Stated exercise a
Please repeat the part of the hotel restaurant piece starting with "No profit on" and going on through "profits from bedrooms.", word for word.

Extracted text
****************************************

There was once a short conversation between myself and a well-known figure in the hotel industry which will remain forever stamped on my memory. We were talking about the profit opportunities of bedrooms compared to the hotel restaurant, and the problems associated with both.

 

The hotelier's response, delivered in a charming Italian accent, may sound apocryphal, but I record it faithfully.

 

The moment of enlightenment came when he leaned forward, lowered his voice and gave me his considered judgment on hotel restaurants. The problem with them, he explained, was that you could kill people with food, yet you don't even make a profit on it. Beds harm nobody and you can serve the same thing night after night. Food was, he concluded, a necessary evil for hotels.

 

No profit on food

 

I could not possibly tell you who made such a profound comment on hotel restaurants, yet even if you puzzle over who the speaker was, the point is clear enough. Hotel restaurants cannot match the profits from bedrooms.

 

Banqueting and bars are money-spinners and, as a single element of food and beverage, breakfast can be profitable. Yet lunch business is all but non-existent for 99% of hotels and dinner is an operational loss-maker.

 

Fine if you are a "foodie" destination hotel, or in a location where there is no high street competition within walking or easy cab distance, but for many urban and town centre hotels, 25% restaurant usage on a 100% room occupancy is pretty good going. Yet what confounds understanding is that those guests will still want to eat - people don't go on a fast when they stay in hotels.

 

Throw into the argument this piece of anecdotal evidence I got from the manager of a pub-restaurant who has a roadside lodge at the back of his car park. Within two miles of his pub and lodge there was a reasonable choice of Italian, Asian and two other pub-restaurants, yet he reckoned to get at least 50% of the people staying in his lodge eating in his restaurant each night, or taking bar snacks. Those that did not book through the lodge reception were easy to spot as besuited single diners.

 

Is it that hotel guests have an uncontrollable urge for fresh air before food, or is the mistrust and dislike of hotel restaurants so ingrained that guests are compelled to distance themselves from the F&B side of the hotel?

****************************************

Supplied records
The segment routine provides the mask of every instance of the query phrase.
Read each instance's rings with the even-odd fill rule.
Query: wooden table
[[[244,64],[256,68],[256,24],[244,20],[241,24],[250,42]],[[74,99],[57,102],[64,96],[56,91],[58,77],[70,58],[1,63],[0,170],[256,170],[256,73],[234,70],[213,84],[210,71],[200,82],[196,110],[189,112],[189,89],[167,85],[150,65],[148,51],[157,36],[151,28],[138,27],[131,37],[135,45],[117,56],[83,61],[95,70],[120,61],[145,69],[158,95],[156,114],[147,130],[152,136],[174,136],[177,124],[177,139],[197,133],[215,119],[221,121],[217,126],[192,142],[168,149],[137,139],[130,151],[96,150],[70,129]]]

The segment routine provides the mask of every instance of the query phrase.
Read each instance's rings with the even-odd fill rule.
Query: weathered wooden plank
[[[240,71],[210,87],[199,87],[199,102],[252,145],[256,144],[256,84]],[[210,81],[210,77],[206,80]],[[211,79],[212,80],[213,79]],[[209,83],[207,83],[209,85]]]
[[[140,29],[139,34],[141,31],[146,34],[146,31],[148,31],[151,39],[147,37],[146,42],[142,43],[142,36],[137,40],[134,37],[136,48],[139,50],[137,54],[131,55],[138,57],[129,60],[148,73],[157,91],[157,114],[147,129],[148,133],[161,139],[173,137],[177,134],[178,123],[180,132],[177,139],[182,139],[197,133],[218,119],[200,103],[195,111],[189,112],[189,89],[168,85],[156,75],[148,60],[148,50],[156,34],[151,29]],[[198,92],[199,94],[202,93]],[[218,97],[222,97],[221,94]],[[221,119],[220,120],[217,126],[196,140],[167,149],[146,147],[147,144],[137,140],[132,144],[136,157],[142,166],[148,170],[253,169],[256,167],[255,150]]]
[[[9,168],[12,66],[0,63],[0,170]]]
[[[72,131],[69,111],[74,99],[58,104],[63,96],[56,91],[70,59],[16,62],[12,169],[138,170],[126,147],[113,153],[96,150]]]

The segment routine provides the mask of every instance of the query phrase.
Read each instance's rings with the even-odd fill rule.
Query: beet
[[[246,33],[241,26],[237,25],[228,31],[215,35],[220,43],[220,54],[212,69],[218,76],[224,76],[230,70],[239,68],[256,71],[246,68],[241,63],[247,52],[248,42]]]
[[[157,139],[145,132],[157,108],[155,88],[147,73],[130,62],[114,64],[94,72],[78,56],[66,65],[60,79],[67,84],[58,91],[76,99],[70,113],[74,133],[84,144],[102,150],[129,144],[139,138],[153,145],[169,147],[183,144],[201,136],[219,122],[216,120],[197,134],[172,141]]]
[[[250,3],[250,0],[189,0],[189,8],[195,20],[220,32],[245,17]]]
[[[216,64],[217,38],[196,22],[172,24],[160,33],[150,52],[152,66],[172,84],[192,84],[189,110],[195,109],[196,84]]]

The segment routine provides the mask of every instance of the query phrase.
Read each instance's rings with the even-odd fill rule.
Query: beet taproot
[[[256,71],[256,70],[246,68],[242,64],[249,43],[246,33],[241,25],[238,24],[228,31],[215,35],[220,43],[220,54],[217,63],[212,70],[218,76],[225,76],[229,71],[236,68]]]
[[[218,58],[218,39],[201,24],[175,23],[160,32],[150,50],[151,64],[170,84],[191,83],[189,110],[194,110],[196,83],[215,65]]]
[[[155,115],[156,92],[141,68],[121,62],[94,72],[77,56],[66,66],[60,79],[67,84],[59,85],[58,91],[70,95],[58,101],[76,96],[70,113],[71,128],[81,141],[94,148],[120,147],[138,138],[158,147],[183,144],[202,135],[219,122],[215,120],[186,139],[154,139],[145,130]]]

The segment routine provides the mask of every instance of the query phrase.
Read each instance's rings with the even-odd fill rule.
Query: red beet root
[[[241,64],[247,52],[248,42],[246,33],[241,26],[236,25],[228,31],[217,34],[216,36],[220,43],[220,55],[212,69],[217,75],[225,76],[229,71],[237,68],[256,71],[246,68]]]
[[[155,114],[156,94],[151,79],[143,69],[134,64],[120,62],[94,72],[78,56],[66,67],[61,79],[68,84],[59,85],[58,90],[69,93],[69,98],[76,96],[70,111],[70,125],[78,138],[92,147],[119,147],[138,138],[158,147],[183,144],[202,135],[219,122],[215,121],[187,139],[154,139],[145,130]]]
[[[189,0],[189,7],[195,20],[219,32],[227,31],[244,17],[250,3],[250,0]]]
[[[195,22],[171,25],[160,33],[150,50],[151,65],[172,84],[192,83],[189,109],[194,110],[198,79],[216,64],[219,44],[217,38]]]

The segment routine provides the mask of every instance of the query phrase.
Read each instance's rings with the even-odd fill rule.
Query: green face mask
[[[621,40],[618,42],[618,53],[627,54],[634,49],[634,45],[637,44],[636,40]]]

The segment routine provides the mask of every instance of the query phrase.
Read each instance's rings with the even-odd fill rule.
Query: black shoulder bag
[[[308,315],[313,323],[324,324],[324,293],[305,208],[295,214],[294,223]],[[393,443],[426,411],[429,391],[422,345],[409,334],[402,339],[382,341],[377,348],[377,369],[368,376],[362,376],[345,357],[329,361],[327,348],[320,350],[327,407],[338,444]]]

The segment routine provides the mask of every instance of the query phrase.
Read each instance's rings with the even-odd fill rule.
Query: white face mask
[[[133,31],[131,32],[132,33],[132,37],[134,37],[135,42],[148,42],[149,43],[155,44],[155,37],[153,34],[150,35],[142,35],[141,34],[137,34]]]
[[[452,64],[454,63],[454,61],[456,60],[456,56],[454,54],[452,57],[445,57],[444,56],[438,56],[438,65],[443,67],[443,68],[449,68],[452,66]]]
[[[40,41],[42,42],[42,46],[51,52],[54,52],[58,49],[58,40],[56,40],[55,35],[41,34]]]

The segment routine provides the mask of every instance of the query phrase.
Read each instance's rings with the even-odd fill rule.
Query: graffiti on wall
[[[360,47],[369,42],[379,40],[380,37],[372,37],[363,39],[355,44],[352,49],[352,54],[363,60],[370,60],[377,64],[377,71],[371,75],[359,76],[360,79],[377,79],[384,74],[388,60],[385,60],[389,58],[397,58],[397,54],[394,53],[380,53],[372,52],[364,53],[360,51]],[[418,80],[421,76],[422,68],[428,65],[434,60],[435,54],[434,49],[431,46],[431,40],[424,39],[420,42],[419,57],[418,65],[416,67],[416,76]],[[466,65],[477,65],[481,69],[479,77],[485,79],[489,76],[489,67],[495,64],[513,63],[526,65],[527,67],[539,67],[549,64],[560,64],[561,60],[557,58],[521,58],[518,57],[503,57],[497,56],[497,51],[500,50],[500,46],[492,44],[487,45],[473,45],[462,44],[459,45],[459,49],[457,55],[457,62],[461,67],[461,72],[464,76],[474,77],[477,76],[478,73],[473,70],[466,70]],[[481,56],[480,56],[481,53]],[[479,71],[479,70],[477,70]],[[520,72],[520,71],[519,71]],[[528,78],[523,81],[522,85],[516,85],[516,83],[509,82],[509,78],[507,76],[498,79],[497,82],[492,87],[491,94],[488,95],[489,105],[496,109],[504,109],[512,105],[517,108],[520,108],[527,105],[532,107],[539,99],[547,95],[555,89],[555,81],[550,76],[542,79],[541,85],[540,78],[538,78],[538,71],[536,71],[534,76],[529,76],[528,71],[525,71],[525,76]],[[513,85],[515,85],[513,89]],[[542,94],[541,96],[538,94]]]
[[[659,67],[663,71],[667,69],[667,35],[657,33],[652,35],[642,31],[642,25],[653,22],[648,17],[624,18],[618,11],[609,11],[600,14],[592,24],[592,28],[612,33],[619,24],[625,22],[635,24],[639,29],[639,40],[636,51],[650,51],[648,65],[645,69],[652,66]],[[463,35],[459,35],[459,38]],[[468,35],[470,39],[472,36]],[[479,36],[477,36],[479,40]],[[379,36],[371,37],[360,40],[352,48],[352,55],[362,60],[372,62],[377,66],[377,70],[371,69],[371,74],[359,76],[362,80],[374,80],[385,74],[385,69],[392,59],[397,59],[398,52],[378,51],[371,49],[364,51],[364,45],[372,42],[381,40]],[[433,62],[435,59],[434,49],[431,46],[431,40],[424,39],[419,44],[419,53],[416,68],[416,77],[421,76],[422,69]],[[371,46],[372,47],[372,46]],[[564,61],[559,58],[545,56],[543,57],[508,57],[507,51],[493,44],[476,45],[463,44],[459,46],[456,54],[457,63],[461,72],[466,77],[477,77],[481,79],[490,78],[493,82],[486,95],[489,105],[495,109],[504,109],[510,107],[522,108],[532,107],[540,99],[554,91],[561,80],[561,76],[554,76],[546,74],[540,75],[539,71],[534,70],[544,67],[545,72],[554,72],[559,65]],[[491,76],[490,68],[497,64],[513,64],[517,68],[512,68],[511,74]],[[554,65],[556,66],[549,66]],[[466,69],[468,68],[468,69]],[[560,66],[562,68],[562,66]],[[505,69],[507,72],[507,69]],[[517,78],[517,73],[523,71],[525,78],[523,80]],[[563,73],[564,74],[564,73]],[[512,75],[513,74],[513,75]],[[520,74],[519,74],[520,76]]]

****************************************

Stated exercise b
Pull out every line in the rows that contains the word "face".

Worked solution a
No profit on food

 

I could not possibly tell you who made such a profound comment on hotel restaurants, yet even if you puzzle over who the speaker was, the point is clear enough. Hotel restaurants cannot match the profits from bedrooms.

Worked solution b
Query: green face mask
Query: white face mask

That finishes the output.